* Quoted passage:

== == ==

# A couple of big cottonwoods coming down... with some Metallica



## Kottonwood (Aug 9, 2011)

Finally got a chance to edit this video, about ten minutes but worth it. 

[video=youtube;YCTq3ayUWlg]http://www.youtube.com/watch?v=YCTq3ayUWlg[/video]


----------



## NCTREE (Aug 9, 2011)

I enjoyed that...and not just the metallica either. Nice Job!


----------



## BlackOakTreeServ (Aug 9, 2011)

PTC, very good job, looks like you got her down safetly....nice vid


----------



## Arborx (Aug 10, 2011)

*Orion*



PatriotTreeCO said:


> Finally got a chance to edit this video, about ten minutes but worth it.
> 
> [video=youtube;YCTq3ayUWlg]http://www.youtube.com/watch?v=YCTq3ayUWlg[/video]


 
Hell of a choice of a song, one of my all time favorites. Great video! Next time I wanna see some giant Redwoods & some Slayer. Thanks man...


----------



## ozzy42 (Aug 10, 2011)

Great job!

Loved the lift up at 5:40 and 7:00


----------



## Kottonwood (Aug 11, 2011)

Glad you guys like the vid. Making these videos is really fun and customers love seeing them on the website before you remove a big tree at their house. Because I am relatively new in the biz and obviously young I occasionally have customers ask for past jobs or references, I just point them to the website and show them the work we do. 

Arborx, I only wish we had redwoods, huge doug firs, or white pines here. The only big trees we get to play with are silver maples, siberian elm, and the glorious swamp tree... uhh I mean cottonwood.

Ozzy, I love that lifting technique, so much easier than trying to piece things out super tiny.


----------



## newsawtooth (Aug 11, 2011)

Fine tree work in a tough spot, PTC. Are you packing your portys with ice or were the ropes just wet? What would the course of action have been if you detected a rotten interior?


----------



## Kottonwood (Aug 11, 2011)

== == ==

* Supplied information:
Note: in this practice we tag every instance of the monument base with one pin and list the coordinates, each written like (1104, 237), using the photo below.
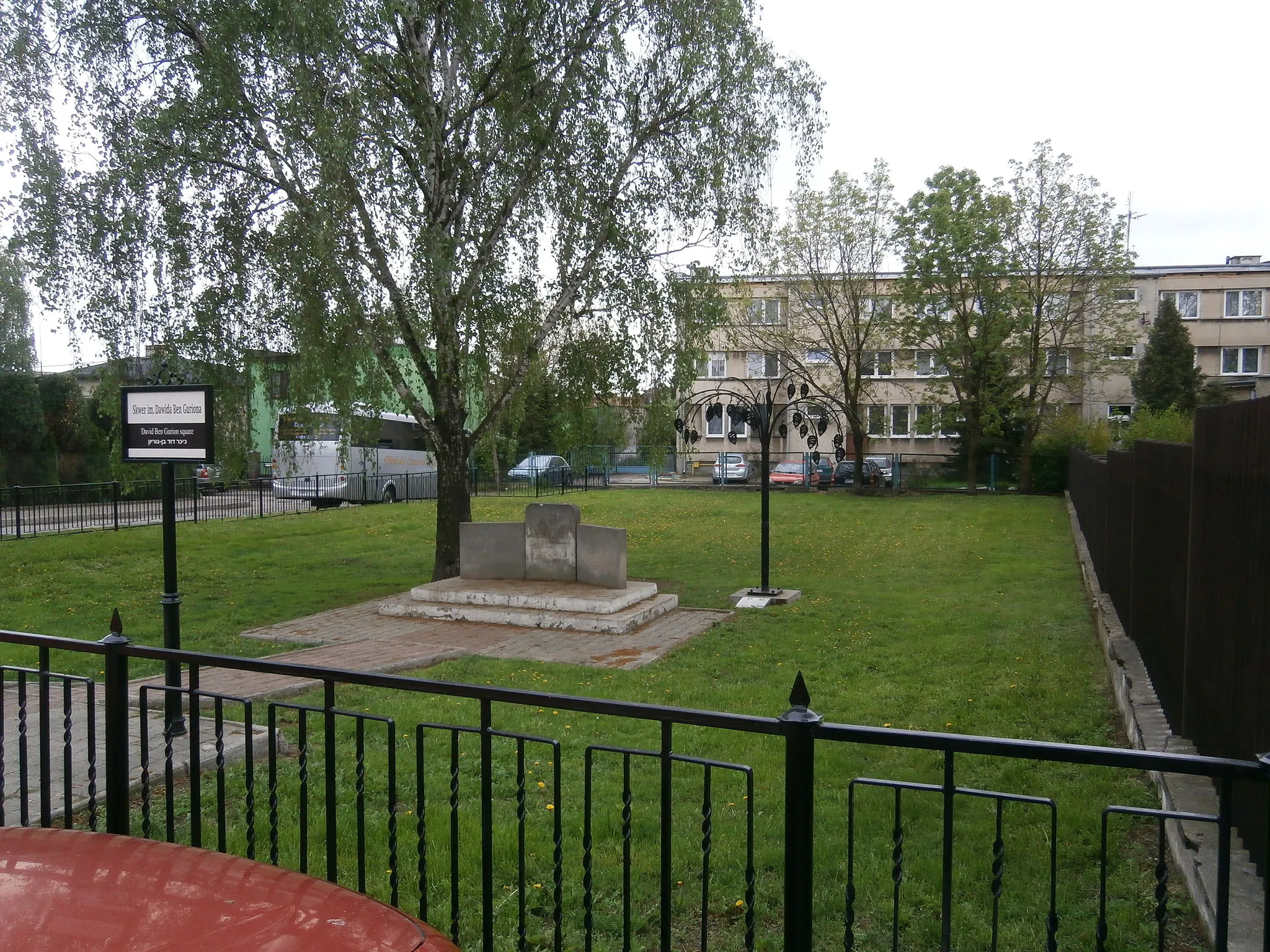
(566, 606)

== == ==

* Set of tasks:
a - In the forum thread, what are the only big trees that Kottonwood says are available to work on locally?
b - Reproduce the stretch of the forum thread from "Glad you guys" through "I mean cottonwood." word for word.
The lines have nothing to do with the forum thread.

* Answer list:
a - Silver maples, Siberian elm, and cottonwood.

b -
Glad you guys like the vid. Making these videos is really fun and customers love seeing them on the website before you remove a big tree at their house. Because I am relatively new in the biz and obviously young I occasionally have customers ask for past jobs or references, I just point them to the website and show them the work we do. 

Arborx, I only wish we had redwoods, huge doug firs, or white pines here. The only big trees we get to play with are silver maples, siberian elm, and the glorious swamp tree... uhh I mean cottonwood.